- [ПИСЬМЕННОЕ ЗАДАНИЕ 1]: Перескажите сжато абзац отрывка, начинающийся словами «А направить, как вы просите», сохранив его основные факты.

______________________________

А направить, как вы просите, вас к главе ордена я не могу, я не знаю, где они находятся сейчас, ведь орден живет в одном месте, потом, выполнив работу, перебирается в другое. Живут на юге, потом перебираются на север, потом вообще переезжают в другую страну. Часть учеников берут с собой, а часть отправляют учиться у таких мастеров, как я, или в другие ордена. Последний раз они связывались со мной из Кении, но там ли они сейчас, ведает лишь Аллах.
На прощание Али подарил Идрису красивый цветной пояс в национальном стиле и сказал, что этот подарок нельзя снимать месяц, иначе сила вещи пропадет впустую.
«Что за сказки, – думал Идрис, – вот уже волшебными поясами меня одаривают, скоро туфли-скороходы куплю…» Но снимать пояс не стал и правильно сделал, ведь тот оказался своеобразным паролем для людей, которых Шах встретил в Кении, но там лишь дали направление его дальнейшим поискам, направив к гробнице одного великого суфия.
Посетив гробницу, Идрис день за днем ходил вокруг нее, иногда подсмеиваясь над собой и бесплодностью своих поисков, но чаще исполняясь решимости добиться истины, чего бы это ему ни стоило.
Волшебные минареты, массивные ворота, яркость красок мозаики и прохлада маленьких двориков – и опять Идрис отсчитывает шаги вокруг гробницы учителя учителей.
Глаз его уже несколько раз останавливался на лавочке чеканщика, привлекавшей взгляд яркими бликами меди от посуды, выставленной в витрине, и приходила мысль, что надо зайти и посмотреть работы ремесленника, и на этот раз он наконец решился.
Хозяин лавки Казим кинул быстрый взгляд на расписной пояс Идриса и поприветствовал его.
– Не ты ли ищешь учителей-суфиев? Твоя настойчивость достойна похвалы, но твоей подготовки еще недостаточно, чтобы воспринимать знание. А сам я учу мюридов только своему ремеслу, которое приносит мне копейки, мы вместе слушаем уличных певцов и обсуждаем стихи учителя Хайяма – это все. Сейчас у меня нет учеников, но и ты не будешь моим учеником, твой путь – дальше.
В недоумении, где же находятся учителя, преподающие сокровенное знание, Идрис отправился дальше, получив от чеканщика Казима только одну фразу из Пророка, которую тут же при нем заучил наизусть.
Эту фразу нужно было сказать тому наставнику, которого он встретит на своем пути дальше. А так как угадать, где его встретишь и чем он будет заниматься, было почти невозможно, Идрис говорил эту фразу практически всем, кого встречал на своем пути. Хорошо, что это была фраза из Пророка, а не какая-нибудь абракадабра, от которой шарахаются нормальные люди…
На этот раз ему встретился не учитель, а ученик Абдулькадир, уже посвященный и намного дальше, чем Идрис, продвинувшийся на пути к истине. Он рассказывал путешественнику о том, как проходило его собственное обучение. Да, он, как и большинство других, учился ремеслу.

______________________________

- [ПИСЬМЕННОЕ ЗАДАНИЕ 2]: Отредактируйте часть перечня, которая открывается строкой, содержащей «Spot any red cap brim in the frame.», и завершается концом перечня, заменив «in the frame» на «in the picture» и оставив всё прочее без изменений. Изображения в ответ не включайте.

- [ИСХОДНЫЕ МАТЕРИАЛЫ]:
______________________________

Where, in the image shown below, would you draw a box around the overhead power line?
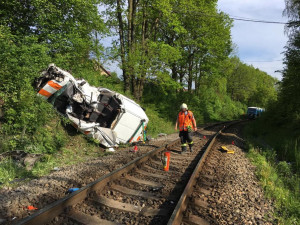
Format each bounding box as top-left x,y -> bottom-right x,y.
178,11 -> 292,25
244,60 -> 283,62
229,15 -> 290,25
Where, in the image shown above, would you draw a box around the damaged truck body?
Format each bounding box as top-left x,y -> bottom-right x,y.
36,64 -> 149,147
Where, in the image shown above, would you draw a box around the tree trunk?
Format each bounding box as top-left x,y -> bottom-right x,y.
117,0 -> 130,92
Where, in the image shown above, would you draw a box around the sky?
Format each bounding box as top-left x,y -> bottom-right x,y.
218,0 -> 288,80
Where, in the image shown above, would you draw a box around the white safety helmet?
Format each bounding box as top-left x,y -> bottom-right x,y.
180,103 -> 188,109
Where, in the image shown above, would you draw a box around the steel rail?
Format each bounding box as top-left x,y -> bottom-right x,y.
167,121 -> 241,225
13,122 -> 238,225
16,139 -> 180,225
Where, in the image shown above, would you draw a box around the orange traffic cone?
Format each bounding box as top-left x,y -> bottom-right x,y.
163,152 -> 171,171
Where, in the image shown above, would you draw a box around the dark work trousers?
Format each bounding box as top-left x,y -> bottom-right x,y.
179,130 -> 194,151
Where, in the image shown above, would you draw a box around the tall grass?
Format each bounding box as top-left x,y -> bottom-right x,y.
247,146 -> 300,225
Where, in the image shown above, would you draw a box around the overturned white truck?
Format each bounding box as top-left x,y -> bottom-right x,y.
35,64 -> 149,150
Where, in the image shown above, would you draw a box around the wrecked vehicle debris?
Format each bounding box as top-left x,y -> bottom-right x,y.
35,64 -> 149,147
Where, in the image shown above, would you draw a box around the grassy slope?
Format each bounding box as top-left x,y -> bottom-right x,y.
245,120 -> 300,225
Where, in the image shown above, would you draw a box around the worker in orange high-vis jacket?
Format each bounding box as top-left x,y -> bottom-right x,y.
175,103 -> 197,153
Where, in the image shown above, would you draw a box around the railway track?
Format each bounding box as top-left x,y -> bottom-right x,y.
16,122 -> 240,225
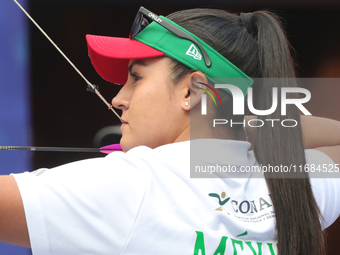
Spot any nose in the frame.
[111,85,130,110]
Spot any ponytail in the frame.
[252,11,324,255]
[168,9,324,255]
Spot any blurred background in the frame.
[0,0,340,255]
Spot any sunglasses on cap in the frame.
[129,6,211,67]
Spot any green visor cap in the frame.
[134,16,253,95]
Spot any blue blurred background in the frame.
[0,0,32,254]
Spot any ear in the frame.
[182,71,208,111]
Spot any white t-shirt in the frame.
[14,140,340,255]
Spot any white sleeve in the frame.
[13,153,147,255]
[306,150,340,229]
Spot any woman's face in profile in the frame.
[112,57,189,151]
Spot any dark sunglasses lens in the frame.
[130,15,149,38]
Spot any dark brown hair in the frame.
[168,9,324,255]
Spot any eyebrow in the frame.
[128,60,146,74]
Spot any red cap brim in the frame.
[86,35,165,84]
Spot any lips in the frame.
[120,118,129,128]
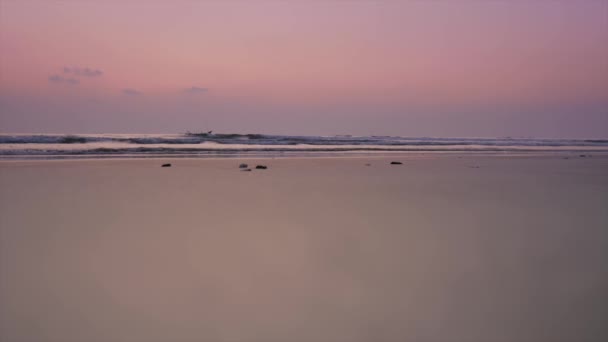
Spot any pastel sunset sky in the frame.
[0,0,608,138]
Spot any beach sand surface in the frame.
[0,154,608,342]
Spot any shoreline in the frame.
[0,149,608,162]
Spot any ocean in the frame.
[0,133,608,159]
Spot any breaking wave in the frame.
[0,132,608,156]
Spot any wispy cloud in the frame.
[122,88,141,96]
[49,75,80,85]
[63,67,103,77]
[184,86,209,94]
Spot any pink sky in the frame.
[0,0,608,138]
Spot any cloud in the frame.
[63,67,103,77]
[122,88,141,96]
[184,86,209,94]
[49,75,80,85]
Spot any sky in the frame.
[0,0,608,138]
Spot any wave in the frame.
[0,132,608,156]
[0,133,608,146]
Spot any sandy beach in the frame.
[0,153,608,342]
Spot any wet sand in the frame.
[0,154,608,342]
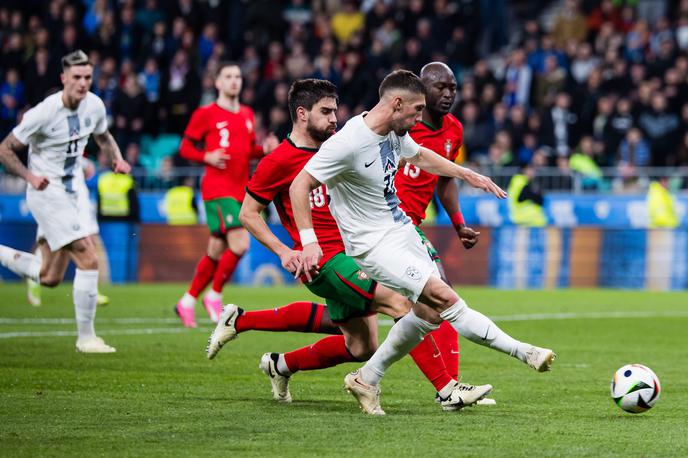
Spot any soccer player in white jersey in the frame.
[0,50,131,353]
[290,70,555,415]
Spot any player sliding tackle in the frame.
[208,80,492,410]
[290,70,555,415]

______________________________

- [ИТОГОВЫЙ РЕЗУЛЬТАТ 1]: Говорящий не может направить собеседника к главе ордена, так как не знает, где сейчас находится орден: выполнив работу, тот переезжает с юга на север или вовсе в другую страну. Часть учеников орден берет с собой, остальных отправляет учиться к мастерам вроде говорящего или в другие ордена. Последний раз с говорящим связывались из Кении, но там ли орден сейчас, ведает лишь Аллах.

- [ИТОГОВЫЙ РЕЗУЛЬТАТ 2]:
Spot any red cap brim in the picture.
[86,35,165,84]
Spot any lips in the picture.
[120,118,129,128]
Spot any pastel sunset sky in the picture.
[0,0,608,138]
Spot any beach sand surface in the picture.
[0,154,608,342]
Spot any shoreline in the picture.
[0,149,608,162]
Spot any ocean in the picture.
[0,133,608,159]
Spot any breaking wave in the picture.
[0,132,608,156]
Spot any wispy cloud in the picture.
[122,88,141,96]
[49,75,80,85]
[63,67,103,77]
[184,86,209,94]
Spot any pink sky in the picture.
[0,0,608,138]
Spot any cloud in the picture.
[63,67,103,77]
[122,88,141,96]
[184,86,209,94]
[49,75,80,85]
Spot any sky in the picture.
[0,0,608,138]
Spot any wave in the picture.
[0,132,608,156]
[0,133,608,146]
Spot any sandy beach in the picture.
[0,153,608,342]
Spot any wet sand in the picture.
[0,154,608,342]
Spot any soccer player in white jersey in the picture.
[0,50,131,353]
[290,70,555,415]
Spot any player sliding tackle in the picture.
[208,80,492,410]
[290,70,555,415]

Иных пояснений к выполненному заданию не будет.